- [TO DO] Turn the rows below into a numbered list, dropping any blank lines and leaving the pictures out.

— Start —

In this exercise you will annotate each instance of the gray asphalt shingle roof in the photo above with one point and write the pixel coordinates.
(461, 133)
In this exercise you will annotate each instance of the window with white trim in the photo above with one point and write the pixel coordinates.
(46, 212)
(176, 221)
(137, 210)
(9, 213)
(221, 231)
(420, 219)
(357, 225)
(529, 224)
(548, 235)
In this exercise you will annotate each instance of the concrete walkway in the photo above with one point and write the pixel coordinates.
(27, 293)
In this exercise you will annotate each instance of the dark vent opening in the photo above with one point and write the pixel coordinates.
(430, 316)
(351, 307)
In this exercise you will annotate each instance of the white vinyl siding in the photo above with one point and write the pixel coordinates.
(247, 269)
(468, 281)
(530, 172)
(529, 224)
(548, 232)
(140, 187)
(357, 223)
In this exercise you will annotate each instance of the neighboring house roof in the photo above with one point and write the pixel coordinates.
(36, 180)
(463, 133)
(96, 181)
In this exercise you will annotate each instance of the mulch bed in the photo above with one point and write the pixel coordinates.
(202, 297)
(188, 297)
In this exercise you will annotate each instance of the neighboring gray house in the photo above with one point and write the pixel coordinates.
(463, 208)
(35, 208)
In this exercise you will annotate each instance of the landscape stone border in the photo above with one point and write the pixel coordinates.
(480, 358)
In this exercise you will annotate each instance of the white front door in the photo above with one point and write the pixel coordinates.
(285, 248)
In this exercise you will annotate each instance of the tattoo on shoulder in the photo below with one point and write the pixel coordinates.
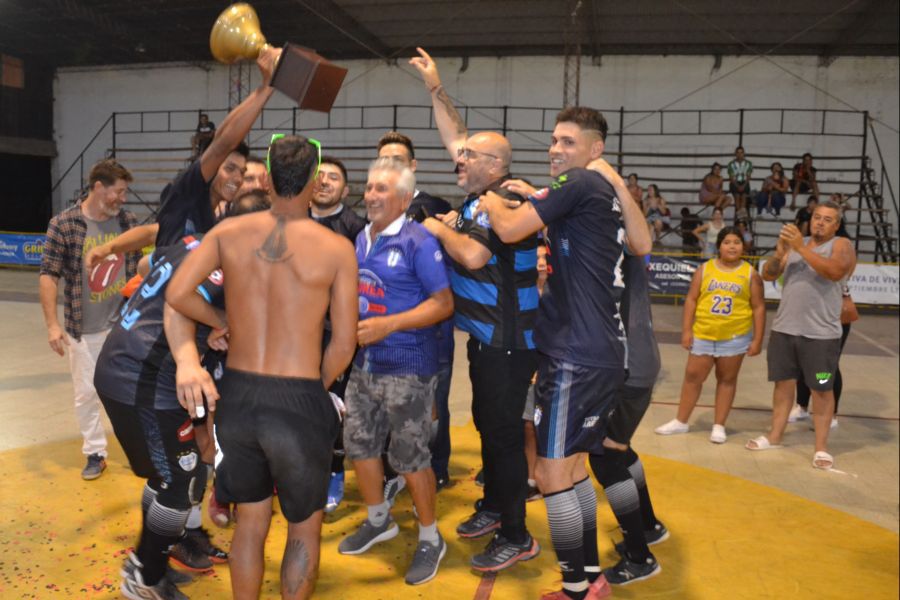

— End —

- [THE OUTPUT]
1. In this exercise you will annotate each instance of the gray asphalt shingle roof in the photo above with one point and write the pixel coordinates.
2. (461, 133)
3. In this exercise you will annotate each instance of the window with white trim in the photo above with one point and write the pixel coordinates.
4. (46, 212)
5. (176, 221)
6. (137, 210)
7. (9, 213)
8. (221, 231)
9. (420, 219)
10. (357, 225)
11. (529, 224)
12. (548, 235)
13. In this exercise you will annotate each instance of the concrete walkway in the photo above with one point and write the pixel coordinates.
14. (27, 293)
15. In this exercise you will annotate each instance of the dark vent opening in the photo above with one point and write the pixel coordinates.
16. (430, 316)
17. (351, 307)
18. In this exercise you will annotate each instance of the white vinyl siding in the photo above with one point and write the pixel coordinates.
19. (247, 269)
20. (468, 281)
21. (530, 172)
22. (529, 224)
23. (548, 232)
24. (140, 187)
25. (357, 223)
26. In this exercise you will annotate each instance of the neighboring house roof in the photo above with one point and write the pixel coordinates.
27. (36, 180)
28. (463, 133)
29. (96, 181)
30. In this exercise you will annotate each instance of the mulch bed in the photo above with one point and write the pixel coordinates.
31. (202, 297)
32. (188, 297)
33. In this exercise you will annotate each instance of the neighboring gray house in the photo above with one point and write the pixel coordinates.
34. (463, 208)
35. (35, 208)
36. In this exercise you will annotate each instance of the landscape stone border in the photo above with one point and write the pixel coordinates.
37. (480, 358)
38. In this exercise you will annotate each instance of the white front door in the photo above with one point and write the pixel coordinates.
39. (285, 248)
40. In this exercise you will annotate each instance of the tattoo on shoulder in the photo below with one point and write the pixel coordinates.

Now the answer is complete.